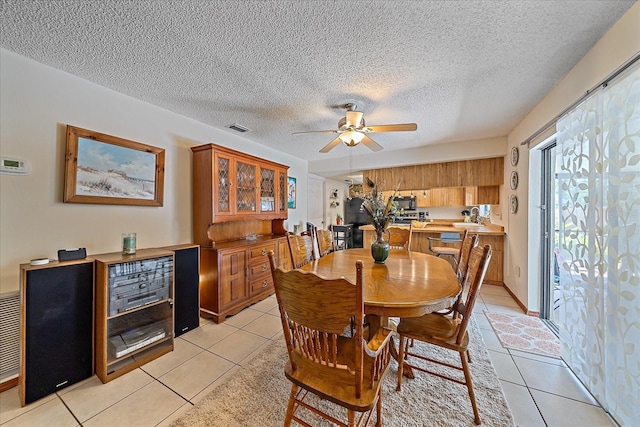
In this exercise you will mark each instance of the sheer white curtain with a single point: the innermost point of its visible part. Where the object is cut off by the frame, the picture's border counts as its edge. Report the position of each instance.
(599, 194)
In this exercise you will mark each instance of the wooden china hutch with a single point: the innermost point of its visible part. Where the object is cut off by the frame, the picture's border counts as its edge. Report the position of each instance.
(239, 209)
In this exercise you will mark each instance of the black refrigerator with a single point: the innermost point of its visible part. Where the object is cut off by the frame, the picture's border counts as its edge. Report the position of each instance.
(354, 214)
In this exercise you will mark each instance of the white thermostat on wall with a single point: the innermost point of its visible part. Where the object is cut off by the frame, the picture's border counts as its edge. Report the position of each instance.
(14, 166)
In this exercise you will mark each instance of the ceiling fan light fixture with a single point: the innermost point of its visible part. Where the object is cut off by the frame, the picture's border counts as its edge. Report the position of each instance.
(351, 138)
(354, 118)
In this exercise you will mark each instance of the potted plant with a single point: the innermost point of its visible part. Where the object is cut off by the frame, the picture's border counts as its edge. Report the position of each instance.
(381, 213)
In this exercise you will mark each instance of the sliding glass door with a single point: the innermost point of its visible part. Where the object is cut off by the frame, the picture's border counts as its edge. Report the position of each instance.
(550, 276)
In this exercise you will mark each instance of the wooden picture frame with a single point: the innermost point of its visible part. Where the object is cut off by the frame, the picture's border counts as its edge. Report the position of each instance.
******************************
◆ EXERCISE PROMPT
Copy out the records above word for word, leaving out the picture.

◆ WRITTEN SOLUTION
In this exercise you will mark each instance of the sheer white curtain with a single point: the innermost point of its visible part. Where the object is cut off by the frame, the picture's border counts as its edge. Report the position of each instance.
(599, 194)
In this exercise you will mark each instance of the wooden china hutch with a single point: the innermost point of its visible part. Where the object is cut off by the frame, the picture's border counts as its edge. Report the position of each instance.
(239, 209)
In this exercise you will mark each instance of the black refrigerator with a single point: the innermost point of its visible part. Where the object is cut off by the frame, the picture's border counts as its edge. Report the position of each instance.
(354, 214)
In this exercise you will mark each instance of the white thermostat on wall with a single point: the innermost point of its visible part. Where the object is cut off by the frame, the picture's border counts as its edge. Report the position of each instance.
(14, 166)
In this exercise you will mark each instance of the ceiling fan light fixture with a single point: the innermost point of its visible part. Where the object is cut off by the frame, the picture's border counts as its edge. Report the position of each instance.
(351, 138)
(354, 118)
In this exercise you will mark each instance of the potted plant with a single point: the innermost point of its visible part. Where the object is cut off by the frame, the picture's border counts as its edge. Report the position of each instance.
(381, 213)
In this exercise you will mark each instance of the sliding glass door with a single point: the innermost point of its visible part. Where the object is cut off by the frame, the picture's border counts as its edge. Report the position of each instance.
(550, 276)
In this exercise you will mark each instance of the wooden picture frame with a single point: the innermost point of its visible part. Where the object is cut off by the frame, the picture's border counts as its edge. Report the position of each instance.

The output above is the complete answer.